文档摘录:

[考试总结]noip模拟31
三个 XIN 算法就打上去了,其他真的啥思路都没有。
然后期望得分实际上就是 \(\color{red}0\)
然而战神还是一场至少一个正解,然后沈队只交一个代码,然而 \(\color{green}{AC}\)
然后这个题目的答案大小还是很简单,然而就是这个sb字典序难搞。。。
然后第二题直接(学长skyh语录)冲上一个 XIN 队,然后 \(n^n\),然而理论上一个点都过不了。。。
然后认为自己的 \(T3\) 能水上 \(25pts\),然而谁知道出题人不是人,上来 \(m \leq 10\) ,然而 \(n \leq 1000000\)。
然后抱 \(\color{red}0\)
生气。。。。。。。。。。。
Game
我们首先可以很快地算出答案。
我们建一颗 权值线段树 来维护答案,然后建完树的 \(t[1].s\) 就已经是那个长度的答案了。
之后我们开始考虑 二分答案,每次删去一个节点进行尝试,之后查看答案是否变化,如果不变化,则可行。
重复这样的操作,记录答案。
然后 \(std\) 上的 \(multiset\) 完全没有必要,一个桶解决。
然后这个题目的线段树可以 \(zkw\),然后快一倍!!!!!
然而我没打。。。
#include<bits/stdc++.h>
using std::cout; using std::endl;
#define try(i,a,b) for(register signed i=a;i<=b;++i)
#define throw(i,a,b) for(register signed i=a;i>=b;--i)
#define asm(i,x) for(register signed i=head[x];i;i=edge[i].next)
namespace xin_io
{
#define debug cout<<"debug"<<endl
#define enum(x) cout<<#x" = "<<x<<endl
#define gc() p1 == p2 and (p2 = (p1 = buf) + fread(buf,1,1<<20,stdin),p1 == p2) ? EOF : *p1++
char buf[1<<20],*p1 = buf,*p2 = buf; int ak; typedef long long ll; typedef unsigned long long ull;
class xin_stream{public:template<typename type>inline xin_stream &operator >> (type &x)

任务 1: 在这篇noip模拟31考试总结里,作者认为Game一题中std里的multiset可以用什么来代替?
任务 2: 接着这篇noip模拟31考试总结的末尾往下写。
这份材料用不到。

给定数据:
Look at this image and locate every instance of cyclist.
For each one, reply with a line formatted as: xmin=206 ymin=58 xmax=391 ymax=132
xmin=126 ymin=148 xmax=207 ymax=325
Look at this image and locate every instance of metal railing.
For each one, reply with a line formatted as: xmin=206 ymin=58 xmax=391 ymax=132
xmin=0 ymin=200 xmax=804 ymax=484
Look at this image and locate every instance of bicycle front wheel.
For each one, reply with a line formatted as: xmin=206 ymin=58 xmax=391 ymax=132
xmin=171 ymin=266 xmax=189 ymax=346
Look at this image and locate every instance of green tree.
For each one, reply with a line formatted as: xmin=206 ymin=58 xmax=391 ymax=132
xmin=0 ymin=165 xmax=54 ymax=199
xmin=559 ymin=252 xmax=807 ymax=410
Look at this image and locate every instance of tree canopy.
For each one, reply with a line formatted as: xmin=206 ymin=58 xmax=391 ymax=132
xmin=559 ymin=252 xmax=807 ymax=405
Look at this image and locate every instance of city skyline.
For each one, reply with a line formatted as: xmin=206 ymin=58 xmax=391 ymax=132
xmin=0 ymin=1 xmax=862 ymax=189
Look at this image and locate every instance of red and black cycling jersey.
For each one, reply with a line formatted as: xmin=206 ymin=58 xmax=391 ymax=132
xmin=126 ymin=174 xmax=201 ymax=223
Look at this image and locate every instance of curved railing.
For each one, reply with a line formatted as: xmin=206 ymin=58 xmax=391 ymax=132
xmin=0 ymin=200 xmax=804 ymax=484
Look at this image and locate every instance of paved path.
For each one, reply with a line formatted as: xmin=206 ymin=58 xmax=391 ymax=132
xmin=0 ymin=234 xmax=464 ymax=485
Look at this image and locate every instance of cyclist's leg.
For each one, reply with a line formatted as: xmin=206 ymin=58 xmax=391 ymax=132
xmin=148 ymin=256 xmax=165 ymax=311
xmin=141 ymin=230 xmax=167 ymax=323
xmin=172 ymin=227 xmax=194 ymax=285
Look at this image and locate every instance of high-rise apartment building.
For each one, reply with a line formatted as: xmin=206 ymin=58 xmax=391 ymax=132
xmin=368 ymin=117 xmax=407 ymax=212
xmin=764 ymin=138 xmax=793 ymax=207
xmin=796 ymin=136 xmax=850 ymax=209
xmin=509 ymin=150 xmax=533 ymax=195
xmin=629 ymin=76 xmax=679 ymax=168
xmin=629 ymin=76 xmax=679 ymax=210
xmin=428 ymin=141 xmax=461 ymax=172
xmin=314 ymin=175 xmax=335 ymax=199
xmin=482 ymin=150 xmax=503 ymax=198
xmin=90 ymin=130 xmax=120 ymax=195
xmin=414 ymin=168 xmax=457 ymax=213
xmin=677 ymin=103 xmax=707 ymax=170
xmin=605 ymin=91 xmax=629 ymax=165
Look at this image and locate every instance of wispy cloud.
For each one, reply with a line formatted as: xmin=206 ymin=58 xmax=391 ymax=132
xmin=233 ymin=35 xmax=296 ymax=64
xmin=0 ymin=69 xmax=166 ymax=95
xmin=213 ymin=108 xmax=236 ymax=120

参考答案 1: 用一个桶就能解决。

参考答案 2:
{
register type s = 0; register int f = 1; register char ch = gc();
while(!isdigit(ch)) {if(ch == '-') f = -1; ch = gc();}
while( isdigit(ch)) s = (s << 1) + (s << 3) + (ch xor 48),ch = gc(); return x = s * f,*this;
}}io;
}
using namespace xin_io; static const int maxn = 1e6+10,inf = 1e9+7,mod = 998244353; const ll llinf = 1e18+7;
namespace xin
{
class xin_segment
{
protected:
#define ls(fa) (fa << 1)
#define rs(fa) (fa << 1 | 1)
inline void up(int fa)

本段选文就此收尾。